The End of Racism is an encyclopedic work carefully documenting most of its main claims and showing familiarity with a vast array of topics.  Yet, not everyone is impressed with it.  On the Left, Todd Gitlin has complained that D’Souza’s research is “sloppy” and “amateurish” (Gitlin, 175).  On the Right, David Gordon has written that: “The book is utterly bad, one of the worst I have read in many years . . . D’Souza’s level of inaccuracy and the incompetence of his arguments are staggering.9  Unlike Gittlin, Gordon does point out some of D’Souza’s failings in discussing evolution, and some errors concerning Giordano Bruno and Houston Stewart Chamberlain, but these are trivial within the context of the whole project.

Clearly, social science has failed to provide a realistic analysis of race.   Worse yet, it has framed the issue in a destructive way threatening, if taken seriously, a major race confrontation as more and more blacks buy into the predominant social science ideology and declare themselves, not Americans, but Africans in America.  It is not surprising, therefore, that Farrakhan seeks to carve up the US and create an independent black nation.  If American society is to be saved from disintegration, then it is necessary to stop appeasing black racists and their allies among the liberal elite.  After all, it is not unreasonable for a society to take measures to insure its survival.

 

Notes

1 Milwaukee Journal Sentinel (Jan. 27, 1996).

2 The Chicago Tribune (Oct. 16, 1995).

3 The New York Times, letters (Oct. 20, 1995).

4 The New York Times (December 12, 1995).

5 It is interesting to note how Gitlin’s “scholarship” changes to support his altered political position.  In Twilight he writes: “Among black activists, the thrust was toward the spirit of go-it-alone.  The militants of the Student Non-Violent Coordinating Committee felt betrayed by mainstream liberals, lost interest in alliances with whites, and ended up expelling even radical white organizers” (130).  The nearest footnote refers to “Todd Gitlin, The Sixties: Years of Hope, Days of Rage (New York: Bantam, 1987), pp. 151-62.”  In those pages, however, Gitlin justified the purge of whites from SNCC.  He divided SNCC workers into “floaters” (those more concerned with consciousness raising, general philosophy, and changing the whole individual) and practical members concerned with organizing people around immediate projects.  Gitlin regarded the purge of whites as simply a purge of impractical “floaters.”  I have already objected to Gitlin’s and similar analyses, like Clayborne Carson’s who implied that in SNCC black radicals expelled white liberals (see my “Change in the South,” Journal of Ethnic Studies, Summer 1988, esp. pp. 124-30).  For example, if the point was to expel floaters, then Bob Moses and other blacks would also have been purged.  But neither black floaters nor black liberals were expelled, while practical white radicals like Bob and Dottie Zellner were unceremoniously kicked out.  Not only was the purge racist, it may have had McCarthyite overtones (see my discussion of the earlier expulsion of whites from New Orleans CORE in 1962 in my letter in Society, Jul.-Aug. 1995, pp. 10-11; and my “To Win These Rights” in Virginia Quarterly Review, Winter 1996, esp. p. 186).  Having finally come to the realization that black nationalism may be problematic, in Twilight Gitlin finally concedes that white radicals were among those purged for being white.

6 Hugh Graham, The Civil Rights Era (Oxford: Oxford University Press, 1990), p. 150.

7 For details, see Graham, op. cit., pp. 191, 195,198,236,245-48.

8 In The Wall Street Journal (November 13, 1995).

9 David Gordon, review of D’Souza’s The End of Racism, in The Mises Review (Winter 1995).

(Information)
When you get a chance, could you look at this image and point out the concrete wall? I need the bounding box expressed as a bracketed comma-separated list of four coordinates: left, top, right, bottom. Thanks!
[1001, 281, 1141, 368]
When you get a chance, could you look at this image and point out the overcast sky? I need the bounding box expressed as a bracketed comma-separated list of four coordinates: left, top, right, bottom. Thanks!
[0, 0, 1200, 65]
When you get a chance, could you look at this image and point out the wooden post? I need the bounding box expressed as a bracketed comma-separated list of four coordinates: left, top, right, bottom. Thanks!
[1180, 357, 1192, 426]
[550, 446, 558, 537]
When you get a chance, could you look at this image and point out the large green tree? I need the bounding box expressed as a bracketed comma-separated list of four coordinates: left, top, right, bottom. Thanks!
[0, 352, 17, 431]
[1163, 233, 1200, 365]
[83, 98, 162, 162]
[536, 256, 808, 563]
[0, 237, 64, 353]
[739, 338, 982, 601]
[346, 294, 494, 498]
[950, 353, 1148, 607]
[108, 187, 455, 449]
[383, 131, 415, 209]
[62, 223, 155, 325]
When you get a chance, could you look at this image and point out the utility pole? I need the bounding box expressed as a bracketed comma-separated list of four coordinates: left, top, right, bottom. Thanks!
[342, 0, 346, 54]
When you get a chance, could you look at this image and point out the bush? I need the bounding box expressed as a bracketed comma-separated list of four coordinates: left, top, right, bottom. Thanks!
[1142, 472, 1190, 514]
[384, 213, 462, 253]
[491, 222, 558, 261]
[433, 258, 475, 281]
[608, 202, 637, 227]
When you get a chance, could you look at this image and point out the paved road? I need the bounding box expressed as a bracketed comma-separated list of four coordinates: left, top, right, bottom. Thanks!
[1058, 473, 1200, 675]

==

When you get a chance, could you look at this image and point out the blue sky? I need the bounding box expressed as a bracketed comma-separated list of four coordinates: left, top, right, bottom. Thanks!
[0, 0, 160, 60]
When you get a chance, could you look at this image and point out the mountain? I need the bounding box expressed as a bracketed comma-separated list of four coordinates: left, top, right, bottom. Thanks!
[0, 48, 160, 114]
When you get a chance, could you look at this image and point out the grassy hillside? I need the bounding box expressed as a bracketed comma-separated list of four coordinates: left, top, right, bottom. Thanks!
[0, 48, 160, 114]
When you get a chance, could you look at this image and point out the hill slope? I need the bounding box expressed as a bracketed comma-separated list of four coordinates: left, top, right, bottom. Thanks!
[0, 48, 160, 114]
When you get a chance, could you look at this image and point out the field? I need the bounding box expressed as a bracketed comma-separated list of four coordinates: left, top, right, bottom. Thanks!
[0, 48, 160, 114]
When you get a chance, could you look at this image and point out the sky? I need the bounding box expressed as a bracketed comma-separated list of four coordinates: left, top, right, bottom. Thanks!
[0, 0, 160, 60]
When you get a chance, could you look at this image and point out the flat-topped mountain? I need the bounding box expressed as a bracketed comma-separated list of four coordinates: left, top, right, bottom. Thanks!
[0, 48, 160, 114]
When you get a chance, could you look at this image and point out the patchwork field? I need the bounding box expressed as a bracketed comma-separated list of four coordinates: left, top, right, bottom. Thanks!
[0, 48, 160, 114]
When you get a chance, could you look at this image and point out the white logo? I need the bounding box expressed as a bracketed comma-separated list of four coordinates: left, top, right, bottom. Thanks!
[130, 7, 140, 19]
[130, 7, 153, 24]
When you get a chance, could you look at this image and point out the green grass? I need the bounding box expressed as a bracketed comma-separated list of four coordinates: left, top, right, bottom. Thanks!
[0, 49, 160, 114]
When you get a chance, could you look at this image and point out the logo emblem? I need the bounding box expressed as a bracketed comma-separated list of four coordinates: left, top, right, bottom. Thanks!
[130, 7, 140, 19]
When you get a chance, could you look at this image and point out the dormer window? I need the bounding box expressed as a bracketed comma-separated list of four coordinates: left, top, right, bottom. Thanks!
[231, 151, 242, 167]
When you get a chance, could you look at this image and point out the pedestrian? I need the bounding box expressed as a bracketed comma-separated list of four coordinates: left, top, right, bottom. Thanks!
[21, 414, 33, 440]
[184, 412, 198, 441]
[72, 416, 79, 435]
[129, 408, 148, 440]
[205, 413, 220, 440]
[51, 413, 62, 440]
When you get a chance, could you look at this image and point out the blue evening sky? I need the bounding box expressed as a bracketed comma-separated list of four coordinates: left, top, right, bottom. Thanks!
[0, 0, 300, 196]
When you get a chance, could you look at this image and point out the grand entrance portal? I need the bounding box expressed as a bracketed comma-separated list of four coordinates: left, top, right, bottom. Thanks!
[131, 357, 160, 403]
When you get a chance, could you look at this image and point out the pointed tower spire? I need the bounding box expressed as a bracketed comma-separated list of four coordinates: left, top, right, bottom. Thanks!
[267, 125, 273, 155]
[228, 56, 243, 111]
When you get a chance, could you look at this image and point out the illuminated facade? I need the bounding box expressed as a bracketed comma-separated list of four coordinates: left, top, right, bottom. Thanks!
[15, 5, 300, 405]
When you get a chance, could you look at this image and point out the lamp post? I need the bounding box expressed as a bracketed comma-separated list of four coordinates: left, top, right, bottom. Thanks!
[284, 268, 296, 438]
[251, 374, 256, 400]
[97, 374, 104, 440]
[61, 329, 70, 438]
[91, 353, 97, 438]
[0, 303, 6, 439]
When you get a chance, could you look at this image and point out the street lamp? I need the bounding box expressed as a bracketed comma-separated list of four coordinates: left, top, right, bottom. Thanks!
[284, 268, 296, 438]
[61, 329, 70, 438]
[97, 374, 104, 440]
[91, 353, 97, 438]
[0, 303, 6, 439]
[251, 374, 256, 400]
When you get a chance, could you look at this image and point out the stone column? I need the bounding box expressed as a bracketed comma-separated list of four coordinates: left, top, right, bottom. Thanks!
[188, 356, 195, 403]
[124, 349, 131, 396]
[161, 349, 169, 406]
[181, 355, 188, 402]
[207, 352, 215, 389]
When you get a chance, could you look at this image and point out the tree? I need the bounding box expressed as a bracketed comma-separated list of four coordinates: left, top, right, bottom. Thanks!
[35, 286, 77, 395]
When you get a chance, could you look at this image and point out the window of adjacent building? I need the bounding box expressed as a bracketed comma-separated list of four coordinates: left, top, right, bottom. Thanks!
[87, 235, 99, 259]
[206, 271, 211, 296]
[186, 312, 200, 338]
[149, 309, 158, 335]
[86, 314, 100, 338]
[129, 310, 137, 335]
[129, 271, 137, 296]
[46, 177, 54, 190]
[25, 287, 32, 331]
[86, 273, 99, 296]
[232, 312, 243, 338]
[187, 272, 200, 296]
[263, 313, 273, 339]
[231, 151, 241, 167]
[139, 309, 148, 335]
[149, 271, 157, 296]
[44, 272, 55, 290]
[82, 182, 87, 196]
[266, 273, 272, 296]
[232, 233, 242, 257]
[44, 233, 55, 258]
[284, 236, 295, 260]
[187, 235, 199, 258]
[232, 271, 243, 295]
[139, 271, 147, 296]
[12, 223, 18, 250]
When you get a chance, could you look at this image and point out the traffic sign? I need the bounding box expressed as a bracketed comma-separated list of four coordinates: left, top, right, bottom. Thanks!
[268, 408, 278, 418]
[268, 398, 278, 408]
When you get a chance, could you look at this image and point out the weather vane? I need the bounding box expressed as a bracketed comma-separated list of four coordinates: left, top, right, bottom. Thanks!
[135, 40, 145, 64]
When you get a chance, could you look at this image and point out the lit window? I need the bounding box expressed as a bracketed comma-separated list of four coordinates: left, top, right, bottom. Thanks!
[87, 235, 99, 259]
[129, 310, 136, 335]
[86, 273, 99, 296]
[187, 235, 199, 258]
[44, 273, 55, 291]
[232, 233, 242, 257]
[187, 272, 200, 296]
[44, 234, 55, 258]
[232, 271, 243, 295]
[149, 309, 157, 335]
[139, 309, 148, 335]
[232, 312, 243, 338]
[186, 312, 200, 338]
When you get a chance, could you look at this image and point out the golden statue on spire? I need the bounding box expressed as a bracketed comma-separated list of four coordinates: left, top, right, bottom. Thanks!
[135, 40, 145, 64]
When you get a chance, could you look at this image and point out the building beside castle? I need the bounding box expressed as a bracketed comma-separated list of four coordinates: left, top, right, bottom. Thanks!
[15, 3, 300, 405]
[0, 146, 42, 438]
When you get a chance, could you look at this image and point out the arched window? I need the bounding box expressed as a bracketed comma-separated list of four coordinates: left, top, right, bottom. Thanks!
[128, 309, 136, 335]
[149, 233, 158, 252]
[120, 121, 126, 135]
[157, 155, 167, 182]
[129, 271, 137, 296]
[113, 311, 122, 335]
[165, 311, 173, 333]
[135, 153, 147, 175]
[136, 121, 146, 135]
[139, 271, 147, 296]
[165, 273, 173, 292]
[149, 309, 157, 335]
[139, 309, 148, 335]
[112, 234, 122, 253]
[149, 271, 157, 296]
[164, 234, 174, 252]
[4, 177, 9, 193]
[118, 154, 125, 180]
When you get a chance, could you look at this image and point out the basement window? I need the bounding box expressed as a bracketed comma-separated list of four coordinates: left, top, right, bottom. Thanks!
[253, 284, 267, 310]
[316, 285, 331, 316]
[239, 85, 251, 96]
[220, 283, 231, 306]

* * *

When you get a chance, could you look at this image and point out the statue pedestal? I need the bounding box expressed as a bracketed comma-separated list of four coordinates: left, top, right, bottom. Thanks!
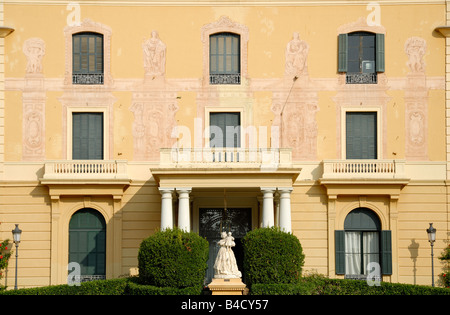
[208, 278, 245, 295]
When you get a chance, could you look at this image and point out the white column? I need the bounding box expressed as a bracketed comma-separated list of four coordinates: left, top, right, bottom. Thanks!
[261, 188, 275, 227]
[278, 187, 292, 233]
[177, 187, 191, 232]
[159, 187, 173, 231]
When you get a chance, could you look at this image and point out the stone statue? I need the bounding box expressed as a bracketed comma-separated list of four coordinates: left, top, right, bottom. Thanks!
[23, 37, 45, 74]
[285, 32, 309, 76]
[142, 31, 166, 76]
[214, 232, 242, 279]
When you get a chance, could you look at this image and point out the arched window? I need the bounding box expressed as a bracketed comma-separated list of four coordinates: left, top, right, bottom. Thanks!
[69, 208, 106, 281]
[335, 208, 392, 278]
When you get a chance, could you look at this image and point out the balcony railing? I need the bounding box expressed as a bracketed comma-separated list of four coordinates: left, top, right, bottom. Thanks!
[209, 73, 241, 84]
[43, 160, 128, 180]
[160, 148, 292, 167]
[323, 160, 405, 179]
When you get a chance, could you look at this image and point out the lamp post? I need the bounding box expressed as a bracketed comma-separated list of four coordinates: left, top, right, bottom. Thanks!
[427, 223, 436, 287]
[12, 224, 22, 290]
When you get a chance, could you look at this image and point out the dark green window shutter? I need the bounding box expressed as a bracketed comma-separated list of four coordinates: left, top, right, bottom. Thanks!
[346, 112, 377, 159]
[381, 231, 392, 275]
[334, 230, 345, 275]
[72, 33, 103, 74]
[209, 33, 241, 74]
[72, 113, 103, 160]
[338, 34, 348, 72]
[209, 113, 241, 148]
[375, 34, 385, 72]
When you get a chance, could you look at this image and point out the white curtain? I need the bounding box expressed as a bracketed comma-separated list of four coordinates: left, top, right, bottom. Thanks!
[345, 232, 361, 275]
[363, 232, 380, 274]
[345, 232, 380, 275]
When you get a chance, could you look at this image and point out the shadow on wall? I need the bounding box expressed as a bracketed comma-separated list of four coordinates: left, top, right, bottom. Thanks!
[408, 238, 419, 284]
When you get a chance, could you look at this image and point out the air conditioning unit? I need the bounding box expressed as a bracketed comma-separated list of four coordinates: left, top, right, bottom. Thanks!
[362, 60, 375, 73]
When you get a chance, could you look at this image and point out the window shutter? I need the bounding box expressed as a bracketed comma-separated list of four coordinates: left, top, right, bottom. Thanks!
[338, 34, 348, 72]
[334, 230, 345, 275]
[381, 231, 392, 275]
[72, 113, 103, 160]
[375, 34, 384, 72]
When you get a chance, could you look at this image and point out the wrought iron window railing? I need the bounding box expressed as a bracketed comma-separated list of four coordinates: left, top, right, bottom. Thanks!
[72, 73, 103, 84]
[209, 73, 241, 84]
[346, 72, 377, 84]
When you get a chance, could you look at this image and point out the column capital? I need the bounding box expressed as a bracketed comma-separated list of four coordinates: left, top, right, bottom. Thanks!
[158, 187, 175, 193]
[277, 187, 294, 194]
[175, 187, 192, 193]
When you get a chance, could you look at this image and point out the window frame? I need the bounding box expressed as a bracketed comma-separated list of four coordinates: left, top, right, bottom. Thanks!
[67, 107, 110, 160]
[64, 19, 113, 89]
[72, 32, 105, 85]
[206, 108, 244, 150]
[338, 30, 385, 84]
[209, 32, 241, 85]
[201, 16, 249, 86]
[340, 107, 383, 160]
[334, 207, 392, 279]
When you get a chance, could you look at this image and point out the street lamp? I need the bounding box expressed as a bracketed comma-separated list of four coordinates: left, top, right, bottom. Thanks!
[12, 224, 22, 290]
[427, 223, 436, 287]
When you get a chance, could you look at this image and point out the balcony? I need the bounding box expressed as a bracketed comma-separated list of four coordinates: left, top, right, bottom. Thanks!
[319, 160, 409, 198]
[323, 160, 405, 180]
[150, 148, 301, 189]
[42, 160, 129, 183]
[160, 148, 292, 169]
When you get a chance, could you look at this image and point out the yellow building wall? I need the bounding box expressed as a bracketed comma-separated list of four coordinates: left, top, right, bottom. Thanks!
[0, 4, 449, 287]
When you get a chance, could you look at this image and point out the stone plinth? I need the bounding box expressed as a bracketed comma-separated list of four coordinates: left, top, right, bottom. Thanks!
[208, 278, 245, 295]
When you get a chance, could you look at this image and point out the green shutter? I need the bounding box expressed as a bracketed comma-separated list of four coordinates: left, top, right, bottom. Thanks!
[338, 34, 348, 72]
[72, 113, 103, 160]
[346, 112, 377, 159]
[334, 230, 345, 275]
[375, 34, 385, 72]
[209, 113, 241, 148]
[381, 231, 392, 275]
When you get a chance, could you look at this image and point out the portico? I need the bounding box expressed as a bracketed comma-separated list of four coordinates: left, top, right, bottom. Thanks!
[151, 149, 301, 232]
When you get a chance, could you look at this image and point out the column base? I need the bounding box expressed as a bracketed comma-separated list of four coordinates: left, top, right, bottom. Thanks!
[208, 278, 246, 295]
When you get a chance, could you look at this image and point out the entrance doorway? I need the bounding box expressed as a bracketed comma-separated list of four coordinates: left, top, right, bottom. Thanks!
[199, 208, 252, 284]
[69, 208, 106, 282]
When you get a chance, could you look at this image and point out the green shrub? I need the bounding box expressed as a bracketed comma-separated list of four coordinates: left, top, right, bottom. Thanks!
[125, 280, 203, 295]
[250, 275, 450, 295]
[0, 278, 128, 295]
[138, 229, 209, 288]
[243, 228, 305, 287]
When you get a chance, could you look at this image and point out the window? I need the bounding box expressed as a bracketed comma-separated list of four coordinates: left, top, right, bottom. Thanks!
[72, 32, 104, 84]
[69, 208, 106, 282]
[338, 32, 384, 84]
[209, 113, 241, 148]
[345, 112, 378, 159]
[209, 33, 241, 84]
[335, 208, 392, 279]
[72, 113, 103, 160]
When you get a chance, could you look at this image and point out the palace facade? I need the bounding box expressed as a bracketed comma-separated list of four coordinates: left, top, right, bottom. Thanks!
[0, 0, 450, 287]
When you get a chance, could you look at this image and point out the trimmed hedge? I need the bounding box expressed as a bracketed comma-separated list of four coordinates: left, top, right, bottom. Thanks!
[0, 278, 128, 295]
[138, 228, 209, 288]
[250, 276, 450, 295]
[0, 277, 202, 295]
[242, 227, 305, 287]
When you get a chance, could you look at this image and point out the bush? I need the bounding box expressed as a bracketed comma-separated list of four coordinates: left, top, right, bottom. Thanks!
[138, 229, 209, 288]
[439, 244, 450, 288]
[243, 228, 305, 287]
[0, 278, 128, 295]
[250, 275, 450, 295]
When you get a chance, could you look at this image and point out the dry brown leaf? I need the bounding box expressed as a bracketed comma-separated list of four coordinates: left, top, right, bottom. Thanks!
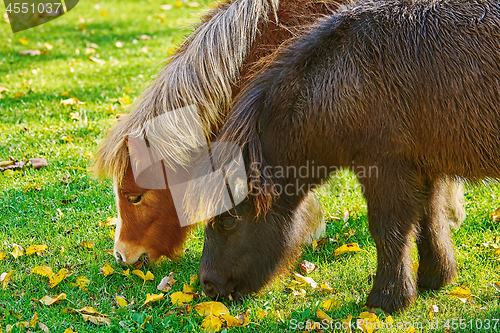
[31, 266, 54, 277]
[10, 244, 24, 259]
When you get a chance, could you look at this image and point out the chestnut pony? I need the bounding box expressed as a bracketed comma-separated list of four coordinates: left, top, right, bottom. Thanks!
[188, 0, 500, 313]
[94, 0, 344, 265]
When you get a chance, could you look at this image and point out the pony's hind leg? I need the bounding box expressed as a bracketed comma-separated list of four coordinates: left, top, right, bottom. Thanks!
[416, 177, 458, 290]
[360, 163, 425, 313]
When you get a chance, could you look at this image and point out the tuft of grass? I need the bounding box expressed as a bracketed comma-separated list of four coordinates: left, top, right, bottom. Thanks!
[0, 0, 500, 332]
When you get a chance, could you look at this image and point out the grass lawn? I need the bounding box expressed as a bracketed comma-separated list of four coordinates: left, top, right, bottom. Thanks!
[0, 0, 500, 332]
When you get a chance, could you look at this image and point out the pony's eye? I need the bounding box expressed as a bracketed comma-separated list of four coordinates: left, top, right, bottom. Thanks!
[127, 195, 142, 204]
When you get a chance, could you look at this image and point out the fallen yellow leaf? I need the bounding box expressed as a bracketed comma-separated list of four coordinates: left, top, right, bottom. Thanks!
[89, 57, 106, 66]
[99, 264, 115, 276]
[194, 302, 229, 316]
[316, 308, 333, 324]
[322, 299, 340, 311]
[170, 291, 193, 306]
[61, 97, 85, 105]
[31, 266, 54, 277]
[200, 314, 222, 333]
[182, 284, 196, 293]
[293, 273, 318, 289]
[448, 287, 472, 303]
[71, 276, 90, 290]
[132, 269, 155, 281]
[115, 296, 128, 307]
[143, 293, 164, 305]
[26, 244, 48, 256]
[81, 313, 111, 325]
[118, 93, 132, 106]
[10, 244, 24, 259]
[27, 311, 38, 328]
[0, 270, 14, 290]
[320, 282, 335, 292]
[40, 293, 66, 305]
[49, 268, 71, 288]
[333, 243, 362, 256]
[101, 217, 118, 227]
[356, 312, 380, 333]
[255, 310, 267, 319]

(Required actions)
1) In the excerpt on The End of Racism, which two words did Todd Gitlin use to describe D'Souza's research?
2) Pull out word for word the passage of the excerpt on The End of Racism starting with "Clearly, social science" and going on through "(Oct. 20, 1995).".

(Answer set)
1) "Sloppy" and "amateurish."

2)
Clearly, social science has failed to provide a realistic analysis of race.   Worse yet, it has framed the issue in a destructive way threatening, if taken seriously, a major race confrontation as more and more blacks buy into the predominant social science ideology and declare themselves, not Americans, but Africans in America.  It is not surprising, therefore, that Farrakhan seeks to carve up the US and create an independent black nation.  If American society is to be saved from disintegration, then it is necessary to stop appeasing black racists and their allies among the liberal elite.  After all, it is not unreasonable for a society to take measures to insure its survival.

 

Notes

1 Milwaukee Journal Sentinel (Jan. 27, 1996).

2 The Chicago Tribune (Oct. 16, 1995).

3 The New York Times, letters (Oct. 20, 1995).